#### Exercise directions
Select from the data all lines with the word "blind".

#### Supplied records
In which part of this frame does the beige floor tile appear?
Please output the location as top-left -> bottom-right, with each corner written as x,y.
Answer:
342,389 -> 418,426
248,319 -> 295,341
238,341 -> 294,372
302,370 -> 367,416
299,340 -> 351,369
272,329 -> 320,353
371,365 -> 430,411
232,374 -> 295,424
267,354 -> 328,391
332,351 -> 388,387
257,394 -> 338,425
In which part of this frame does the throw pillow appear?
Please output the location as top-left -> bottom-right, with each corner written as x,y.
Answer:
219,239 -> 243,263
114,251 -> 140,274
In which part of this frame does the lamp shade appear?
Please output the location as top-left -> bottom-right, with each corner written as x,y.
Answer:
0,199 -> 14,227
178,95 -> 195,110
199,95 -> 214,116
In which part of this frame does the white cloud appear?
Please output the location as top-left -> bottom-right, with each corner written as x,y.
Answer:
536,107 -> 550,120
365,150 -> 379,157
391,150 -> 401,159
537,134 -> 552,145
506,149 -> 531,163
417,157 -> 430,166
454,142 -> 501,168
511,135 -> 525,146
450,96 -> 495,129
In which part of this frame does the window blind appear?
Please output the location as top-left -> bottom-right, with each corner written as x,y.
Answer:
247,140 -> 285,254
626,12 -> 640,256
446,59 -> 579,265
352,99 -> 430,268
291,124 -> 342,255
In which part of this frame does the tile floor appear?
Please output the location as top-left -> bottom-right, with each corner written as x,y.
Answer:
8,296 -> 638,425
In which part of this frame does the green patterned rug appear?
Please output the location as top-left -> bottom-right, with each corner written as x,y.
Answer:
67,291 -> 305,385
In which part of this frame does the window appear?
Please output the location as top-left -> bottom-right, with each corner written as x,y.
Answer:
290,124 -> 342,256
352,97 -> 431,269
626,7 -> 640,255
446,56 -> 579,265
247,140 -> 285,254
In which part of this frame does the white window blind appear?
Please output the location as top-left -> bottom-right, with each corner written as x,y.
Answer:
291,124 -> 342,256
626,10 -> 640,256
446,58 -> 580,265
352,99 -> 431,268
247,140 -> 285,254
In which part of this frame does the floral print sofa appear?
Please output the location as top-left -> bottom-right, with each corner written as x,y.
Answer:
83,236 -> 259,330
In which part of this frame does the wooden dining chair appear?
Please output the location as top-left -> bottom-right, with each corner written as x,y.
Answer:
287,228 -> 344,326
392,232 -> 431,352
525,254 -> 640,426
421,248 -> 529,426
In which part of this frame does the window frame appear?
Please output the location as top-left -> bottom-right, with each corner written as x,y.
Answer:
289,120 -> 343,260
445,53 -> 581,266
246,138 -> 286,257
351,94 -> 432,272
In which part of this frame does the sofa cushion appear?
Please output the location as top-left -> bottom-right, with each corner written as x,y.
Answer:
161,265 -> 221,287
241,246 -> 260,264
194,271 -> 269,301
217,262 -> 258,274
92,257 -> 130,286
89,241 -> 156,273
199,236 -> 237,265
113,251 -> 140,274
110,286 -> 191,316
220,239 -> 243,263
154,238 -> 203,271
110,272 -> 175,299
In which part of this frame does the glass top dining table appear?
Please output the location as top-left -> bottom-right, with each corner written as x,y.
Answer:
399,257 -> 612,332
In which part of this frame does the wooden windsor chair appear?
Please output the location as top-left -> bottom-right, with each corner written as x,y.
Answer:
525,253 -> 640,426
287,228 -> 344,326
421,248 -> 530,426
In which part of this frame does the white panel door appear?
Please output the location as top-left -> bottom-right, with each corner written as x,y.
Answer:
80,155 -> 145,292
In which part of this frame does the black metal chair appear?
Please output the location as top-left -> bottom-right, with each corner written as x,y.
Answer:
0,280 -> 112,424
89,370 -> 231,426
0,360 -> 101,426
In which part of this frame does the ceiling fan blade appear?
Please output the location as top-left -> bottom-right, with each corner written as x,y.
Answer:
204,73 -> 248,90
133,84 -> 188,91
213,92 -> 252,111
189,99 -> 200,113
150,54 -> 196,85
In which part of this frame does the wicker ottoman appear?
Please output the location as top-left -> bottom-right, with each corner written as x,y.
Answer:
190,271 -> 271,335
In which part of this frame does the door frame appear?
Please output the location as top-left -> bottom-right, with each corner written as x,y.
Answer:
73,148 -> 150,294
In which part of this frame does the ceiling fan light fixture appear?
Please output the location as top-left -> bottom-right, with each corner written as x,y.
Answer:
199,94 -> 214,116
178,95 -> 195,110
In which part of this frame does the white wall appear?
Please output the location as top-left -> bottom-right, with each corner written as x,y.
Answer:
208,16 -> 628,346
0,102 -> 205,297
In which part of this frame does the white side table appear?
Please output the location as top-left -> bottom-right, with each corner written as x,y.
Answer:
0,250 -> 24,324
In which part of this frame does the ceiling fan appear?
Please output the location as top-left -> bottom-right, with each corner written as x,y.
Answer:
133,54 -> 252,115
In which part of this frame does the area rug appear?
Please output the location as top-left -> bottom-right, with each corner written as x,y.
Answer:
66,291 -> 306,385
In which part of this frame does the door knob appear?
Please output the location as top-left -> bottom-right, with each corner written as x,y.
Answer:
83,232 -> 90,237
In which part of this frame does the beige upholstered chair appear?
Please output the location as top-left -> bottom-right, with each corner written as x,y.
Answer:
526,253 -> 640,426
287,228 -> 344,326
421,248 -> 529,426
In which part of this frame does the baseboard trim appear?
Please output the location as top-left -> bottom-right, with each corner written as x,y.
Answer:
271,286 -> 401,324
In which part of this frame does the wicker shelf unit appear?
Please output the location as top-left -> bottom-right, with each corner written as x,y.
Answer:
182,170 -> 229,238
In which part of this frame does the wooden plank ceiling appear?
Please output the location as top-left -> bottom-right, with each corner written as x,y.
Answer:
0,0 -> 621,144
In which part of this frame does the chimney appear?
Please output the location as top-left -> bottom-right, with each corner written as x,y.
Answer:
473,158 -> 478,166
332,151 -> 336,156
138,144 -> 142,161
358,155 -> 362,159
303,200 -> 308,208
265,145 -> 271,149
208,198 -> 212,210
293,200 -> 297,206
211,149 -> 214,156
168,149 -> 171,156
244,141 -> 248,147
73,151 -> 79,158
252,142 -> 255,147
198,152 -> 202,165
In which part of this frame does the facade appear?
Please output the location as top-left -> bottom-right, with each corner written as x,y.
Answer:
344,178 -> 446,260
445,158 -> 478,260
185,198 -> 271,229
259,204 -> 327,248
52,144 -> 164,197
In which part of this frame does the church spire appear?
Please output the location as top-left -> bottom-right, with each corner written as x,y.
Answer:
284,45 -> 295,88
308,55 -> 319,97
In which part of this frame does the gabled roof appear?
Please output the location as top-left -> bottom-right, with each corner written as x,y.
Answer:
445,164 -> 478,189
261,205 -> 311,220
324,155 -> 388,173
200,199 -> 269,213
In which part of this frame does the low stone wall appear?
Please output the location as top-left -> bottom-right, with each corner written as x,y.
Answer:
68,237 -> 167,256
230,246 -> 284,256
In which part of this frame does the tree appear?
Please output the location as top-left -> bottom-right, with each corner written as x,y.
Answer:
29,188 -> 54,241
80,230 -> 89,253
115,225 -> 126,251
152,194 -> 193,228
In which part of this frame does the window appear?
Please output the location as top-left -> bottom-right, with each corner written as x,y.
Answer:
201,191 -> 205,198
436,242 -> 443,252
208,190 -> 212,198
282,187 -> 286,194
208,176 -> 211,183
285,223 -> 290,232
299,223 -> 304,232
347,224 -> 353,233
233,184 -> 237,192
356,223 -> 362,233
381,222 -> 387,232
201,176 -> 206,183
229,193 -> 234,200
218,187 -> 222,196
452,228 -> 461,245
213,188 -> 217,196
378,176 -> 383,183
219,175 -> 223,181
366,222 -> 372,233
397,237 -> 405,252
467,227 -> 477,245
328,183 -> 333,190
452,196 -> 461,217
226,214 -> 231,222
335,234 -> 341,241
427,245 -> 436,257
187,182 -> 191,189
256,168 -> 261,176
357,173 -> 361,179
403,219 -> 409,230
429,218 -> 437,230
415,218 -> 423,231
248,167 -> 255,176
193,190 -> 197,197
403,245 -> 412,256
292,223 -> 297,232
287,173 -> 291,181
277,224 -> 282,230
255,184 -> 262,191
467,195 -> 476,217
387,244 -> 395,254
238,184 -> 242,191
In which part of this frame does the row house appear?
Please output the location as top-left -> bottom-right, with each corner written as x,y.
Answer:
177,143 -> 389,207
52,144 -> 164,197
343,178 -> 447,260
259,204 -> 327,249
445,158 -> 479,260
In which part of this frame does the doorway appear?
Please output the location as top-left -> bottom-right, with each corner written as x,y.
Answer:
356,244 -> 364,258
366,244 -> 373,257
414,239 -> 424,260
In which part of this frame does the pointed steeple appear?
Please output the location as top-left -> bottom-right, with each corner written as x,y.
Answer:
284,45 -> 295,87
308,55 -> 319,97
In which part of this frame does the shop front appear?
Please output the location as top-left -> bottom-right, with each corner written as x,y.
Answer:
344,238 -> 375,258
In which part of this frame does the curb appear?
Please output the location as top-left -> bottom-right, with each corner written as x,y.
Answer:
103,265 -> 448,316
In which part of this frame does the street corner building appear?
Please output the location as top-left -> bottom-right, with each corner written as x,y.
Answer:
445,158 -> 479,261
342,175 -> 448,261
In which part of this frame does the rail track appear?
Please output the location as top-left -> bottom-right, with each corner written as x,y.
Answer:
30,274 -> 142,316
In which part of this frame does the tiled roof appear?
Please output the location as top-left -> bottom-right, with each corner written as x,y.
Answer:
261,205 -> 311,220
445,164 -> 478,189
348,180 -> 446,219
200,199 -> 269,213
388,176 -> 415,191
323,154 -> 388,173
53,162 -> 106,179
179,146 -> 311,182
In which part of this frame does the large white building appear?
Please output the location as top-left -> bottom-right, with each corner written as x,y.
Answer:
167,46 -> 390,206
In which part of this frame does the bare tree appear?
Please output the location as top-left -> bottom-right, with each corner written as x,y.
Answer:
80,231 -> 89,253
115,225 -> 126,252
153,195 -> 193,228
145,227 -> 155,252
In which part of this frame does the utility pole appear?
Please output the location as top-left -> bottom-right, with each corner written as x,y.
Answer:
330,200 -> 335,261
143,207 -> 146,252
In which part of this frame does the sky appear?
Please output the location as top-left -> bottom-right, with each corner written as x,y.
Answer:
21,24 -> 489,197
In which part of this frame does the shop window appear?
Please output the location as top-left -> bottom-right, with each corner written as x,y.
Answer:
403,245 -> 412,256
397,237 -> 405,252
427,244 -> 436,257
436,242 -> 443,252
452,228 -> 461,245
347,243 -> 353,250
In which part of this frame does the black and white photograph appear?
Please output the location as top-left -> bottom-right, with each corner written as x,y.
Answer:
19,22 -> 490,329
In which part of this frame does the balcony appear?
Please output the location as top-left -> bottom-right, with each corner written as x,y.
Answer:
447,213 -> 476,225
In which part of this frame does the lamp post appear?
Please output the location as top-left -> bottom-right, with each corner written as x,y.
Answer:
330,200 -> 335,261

#### Answer for this exercise
In which part of this frame does the window blind appear?
In which part of this frame does the white window blind appear?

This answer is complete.